§ Problem requirements
Tell how many lines in the data contain the string "woman", using a single number as the whole reply.

Stored data START

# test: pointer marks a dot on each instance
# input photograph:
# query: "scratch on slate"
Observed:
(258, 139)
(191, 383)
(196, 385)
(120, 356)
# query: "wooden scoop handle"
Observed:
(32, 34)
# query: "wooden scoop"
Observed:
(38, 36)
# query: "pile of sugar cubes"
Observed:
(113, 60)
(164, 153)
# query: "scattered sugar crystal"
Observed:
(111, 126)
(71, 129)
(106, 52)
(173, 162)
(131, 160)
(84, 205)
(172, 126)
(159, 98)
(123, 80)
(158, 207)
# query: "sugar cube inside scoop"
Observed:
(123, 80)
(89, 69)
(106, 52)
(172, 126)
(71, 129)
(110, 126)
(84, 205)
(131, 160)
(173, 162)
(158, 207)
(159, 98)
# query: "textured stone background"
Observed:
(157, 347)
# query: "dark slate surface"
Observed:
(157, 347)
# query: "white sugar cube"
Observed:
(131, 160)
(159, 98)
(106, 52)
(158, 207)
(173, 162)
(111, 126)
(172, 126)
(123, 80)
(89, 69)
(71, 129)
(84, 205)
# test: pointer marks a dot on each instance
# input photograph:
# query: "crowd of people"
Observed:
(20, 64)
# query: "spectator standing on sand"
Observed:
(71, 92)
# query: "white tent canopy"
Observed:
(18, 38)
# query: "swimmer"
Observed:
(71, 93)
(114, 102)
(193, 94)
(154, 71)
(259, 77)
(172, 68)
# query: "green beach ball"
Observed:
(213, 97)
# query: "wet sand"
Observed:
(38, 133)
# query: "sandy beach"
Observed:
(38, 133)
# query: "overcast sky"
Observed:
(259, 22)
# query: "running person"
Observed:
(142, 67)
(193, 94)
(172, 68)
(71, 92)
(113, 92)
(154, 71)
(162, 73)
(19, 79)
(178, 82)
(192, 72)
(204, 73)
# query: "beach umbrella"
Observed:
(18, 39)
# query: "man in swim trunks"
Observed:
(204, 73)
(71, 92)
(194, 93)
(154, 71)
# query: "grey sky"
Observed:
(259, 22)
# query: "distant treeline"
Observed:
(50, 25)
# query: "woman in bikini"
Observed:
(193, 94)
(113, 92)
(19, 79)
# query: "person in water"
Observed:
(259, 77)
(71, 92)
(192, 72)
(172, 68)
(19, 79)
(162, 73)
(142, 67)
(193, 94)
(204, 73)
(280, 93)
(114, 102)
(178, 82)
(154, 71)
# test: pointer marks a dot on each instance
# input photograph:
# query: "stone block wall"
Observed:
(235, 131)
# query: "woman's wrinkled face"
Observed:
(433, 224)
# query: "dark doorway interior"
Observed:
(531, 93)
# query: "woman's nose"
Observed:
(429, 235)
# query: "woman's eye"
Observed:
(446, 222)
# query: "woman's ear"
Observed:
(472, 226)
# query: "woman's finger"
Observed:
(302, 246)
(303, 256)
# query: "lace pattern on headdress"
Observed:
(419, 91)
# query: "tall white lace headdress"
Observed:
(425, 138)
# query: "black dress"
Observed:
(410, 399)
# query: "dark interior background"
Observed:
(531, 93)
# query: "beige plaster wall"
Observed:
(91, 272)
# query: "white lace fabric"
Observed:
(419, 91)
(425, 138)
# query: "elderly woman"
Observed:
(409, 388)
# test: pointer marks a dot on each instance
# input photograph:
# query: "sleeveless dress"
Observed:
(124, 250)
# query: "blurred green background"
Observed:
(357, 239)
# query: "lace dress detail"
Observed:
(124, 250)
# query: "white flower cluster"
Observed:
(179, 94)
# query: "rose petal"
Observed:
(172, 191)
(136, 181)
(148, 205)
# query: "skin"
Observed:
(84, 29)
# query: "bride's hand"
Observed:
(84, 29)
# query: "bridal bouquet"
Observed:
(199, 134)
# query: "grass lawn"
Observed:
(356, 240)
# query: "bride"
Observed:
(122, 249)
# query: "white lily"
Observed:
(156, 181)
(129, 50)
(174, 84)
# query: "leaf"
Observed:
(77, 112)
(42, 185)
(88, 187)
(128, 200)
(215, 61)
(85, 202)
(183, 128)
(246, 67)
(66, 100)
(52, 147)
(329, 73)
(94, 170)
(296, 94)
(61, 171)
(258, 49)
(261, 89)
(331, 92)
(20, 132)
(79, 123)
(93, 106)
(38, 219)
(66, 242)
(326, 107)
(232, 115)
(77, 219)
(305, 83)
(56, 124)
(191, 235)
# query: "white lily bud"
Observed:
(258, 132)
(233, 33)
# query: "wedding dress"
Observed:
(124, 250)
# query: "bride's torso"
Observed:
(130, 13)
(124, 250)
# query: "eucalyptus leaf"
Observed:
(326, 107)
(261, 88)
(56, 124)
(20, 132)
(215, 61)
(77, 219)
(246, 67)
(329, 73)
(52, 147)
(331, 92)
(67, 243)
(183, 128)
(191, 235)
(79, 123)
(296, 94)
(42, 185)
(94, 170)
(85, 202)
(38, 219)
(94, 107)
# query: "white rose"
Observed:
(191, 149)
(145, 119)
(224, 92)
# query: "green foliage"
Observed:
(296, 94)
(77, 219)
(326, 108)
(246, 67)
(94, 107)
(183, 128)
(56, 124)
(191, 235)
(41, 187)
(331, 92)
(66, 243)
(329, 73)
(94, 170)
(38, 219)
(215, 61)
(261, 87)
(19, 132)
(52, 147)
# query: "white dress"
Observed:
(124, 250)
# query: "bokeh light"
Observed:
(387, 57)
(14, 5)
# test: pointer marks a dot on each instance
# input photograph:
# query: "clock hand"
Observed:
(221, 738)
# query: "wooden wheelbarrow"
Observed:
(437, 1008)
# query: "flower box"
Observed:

Stored data END

§ Problem solution
7